Object position labeling entries
----------

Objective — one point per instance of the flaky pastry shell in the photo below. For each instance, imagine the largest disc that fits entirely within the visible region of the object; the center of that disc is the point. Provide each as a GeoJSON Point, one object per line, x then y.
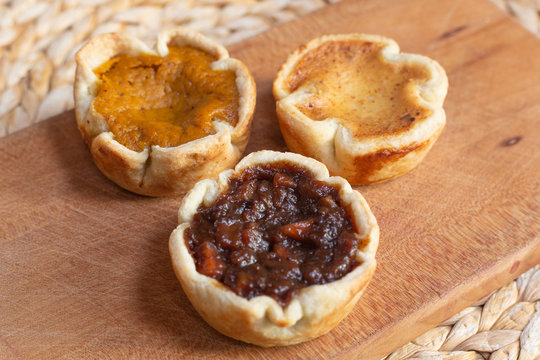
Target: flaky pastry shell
{"type": "Point", "coordinates": [314, 310]}
{"type": "Point", "coordinates": [158, 171]}
{"type": "Point", "coordinates": [385, 150]}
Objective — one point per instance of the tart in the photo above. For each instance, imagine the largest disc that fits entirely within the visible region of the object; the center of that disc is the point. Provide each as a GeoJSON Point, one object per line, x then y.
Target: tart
{"type": "Point", "coordinates": [158, 120]}
{"type": "Point", "coordinates": [354, 102]}
{"type": "Point", "coordinates": [274, 252]}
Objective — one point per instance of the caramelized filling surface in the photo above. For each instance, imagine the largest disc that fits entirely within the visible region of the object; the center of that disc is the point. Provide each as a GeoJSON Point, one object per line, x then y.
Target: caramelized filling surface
{"type": "Point", "coordinates": [275, 231]}
{"type": "Point", "coordinates": [166, 101]}
{"type": "Point", "coordinates": [350, 81]}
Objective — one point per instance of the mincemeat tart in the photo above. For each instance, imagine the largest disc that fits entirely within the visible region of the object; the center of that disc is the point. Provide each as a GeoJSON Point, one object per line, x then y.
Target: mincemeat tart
{"type": "Point", "coordinates": [276, 251]}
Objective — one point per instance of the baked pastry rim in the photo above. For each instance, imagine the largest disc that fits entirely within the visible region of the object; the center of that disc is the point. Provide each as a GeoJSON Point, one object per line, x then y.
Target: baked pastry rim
{"type": "Point", "coordinates": [129, 168]}
{"type": "Point", "coordinates": [262, 320]}
{"type": "Point", "coordinates": [325, 135]}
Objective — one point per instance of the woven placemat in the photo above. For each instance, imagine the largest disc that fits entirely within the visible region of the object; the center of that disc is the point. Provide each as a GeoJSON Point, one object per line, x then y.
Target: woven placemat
{"type": "Point", "coordinates": [38, 40]}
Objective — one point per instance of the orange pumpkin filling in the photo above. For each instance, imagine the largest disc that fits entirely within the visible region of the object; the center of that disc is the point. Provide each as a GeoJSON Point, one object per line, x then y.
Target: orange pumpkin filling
{"type": "Point", "coordinates": [166, 101]}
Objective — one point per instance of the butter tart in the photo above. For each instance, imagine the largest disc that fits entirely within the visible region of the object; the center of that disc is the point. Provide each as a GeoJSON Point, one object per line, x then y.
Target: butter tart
{"type": "Point", "coordinates": [157, 120]}
{"type": "Point", "coordinates": [354, 102]}
{"type": "Point", "coordinates": [274, 252]}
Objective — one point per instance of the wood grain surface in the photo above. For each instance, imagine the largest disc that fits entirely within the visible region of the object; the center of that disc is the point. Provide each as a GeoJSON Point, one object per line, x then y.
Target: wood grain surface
{"type": "Point", "coordinates": [84, 265]}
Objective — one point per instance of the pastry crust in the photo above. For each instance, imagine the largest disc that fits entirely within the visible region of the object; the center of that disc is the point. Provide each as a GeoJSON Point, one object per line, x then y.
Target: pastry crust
{"type": "Point", "coordinates": [314, 310]}
{"type": "Point", "coordinates": [159, 171]}
{"type": "Point", "coordinates": [381, 150]}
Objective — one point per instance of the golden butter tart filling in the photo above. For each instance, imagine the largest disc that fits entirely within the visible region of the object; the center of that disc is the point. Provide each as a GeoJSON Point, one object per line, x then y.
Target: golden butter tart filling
{"type": "Point", "coordinates": [350, 81]}
{"type": "Point", "coordinates": [165, 101]}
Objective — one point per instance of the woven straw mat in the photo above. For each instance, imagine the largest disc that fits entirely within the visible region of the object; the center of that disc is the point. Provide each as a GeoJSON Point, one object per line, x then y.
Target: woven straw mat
{"type": "Point", "coordinates": [38, 40]}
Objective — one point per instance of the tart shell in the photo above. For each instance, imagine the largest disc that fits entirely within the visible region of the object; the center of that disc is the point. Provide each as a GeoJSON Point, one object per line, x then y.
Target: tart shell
{"type": "Point", "coordinates": [160, 171]}
{"type": "Point", "coordinates": [361, 159]}
{"type": "Point", "coordinates": [314, 310]}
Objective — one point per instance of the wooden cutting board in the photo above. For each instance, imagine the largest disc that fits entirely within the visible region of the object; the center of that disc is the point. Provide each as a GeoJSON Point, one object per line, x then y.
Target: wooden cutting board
{"type": "Point", "coordinates": [84, 265]}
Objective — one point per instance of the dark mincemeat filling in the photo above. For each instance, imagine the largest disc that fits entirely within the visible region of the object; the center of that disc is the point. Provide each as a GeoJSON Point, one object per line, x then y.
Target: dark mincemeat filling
{"type": "Point", "coordinates": [275, 231]}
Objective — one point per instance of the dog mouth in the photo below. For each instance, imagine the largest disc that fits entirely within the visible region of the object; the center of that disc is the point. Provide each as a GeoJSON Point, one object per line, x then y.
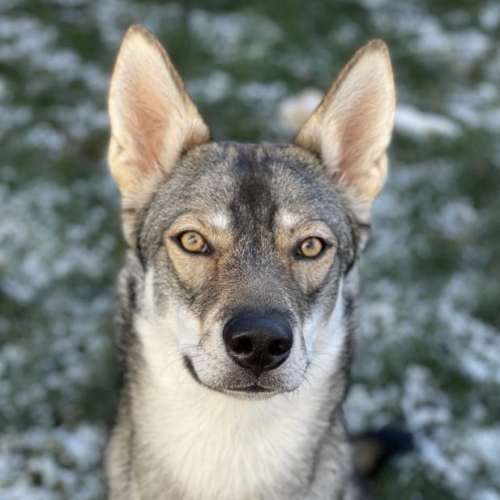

----------

→ Exercise directions
Starting at the line that contains "Objective — one point per instance of the wooden" and stopping at the end of the entries, write out every line again, requests included, and decrease each coordinate value in the answers by 80. Leave the pictures out.

→ Exercise response
Objective — one point per instance of the wooden cutting board in the photo above. For each instance, imagine the largest disc that fits entirely within the visible region of the object; the center of that disc is the point. Provide each as a GeoJSON Point, one object per line, x then y.
Target: wooden cutting board
{"type": "Point", "coordinates": [4, 185]}
Objective — one point per instance of the dark mincemeat filling in the photo above. For each instance, imagine the largest disc that fits entirely within the visible region of the object; the center of that disc is the point. Provide each as a GeoJSON Point, one object per line, x then y.
Target: dark mincemeat filling
{"type": "Point", "coordinates": [195, 151]}
Objective — one point per instance of the dog mouth in the photo below. For each instance, imagine the largest disc that fits entirely within the visible region of the object; the center of that disc is the point. Provide each as a GeoJSON Point, one object per line, x then y.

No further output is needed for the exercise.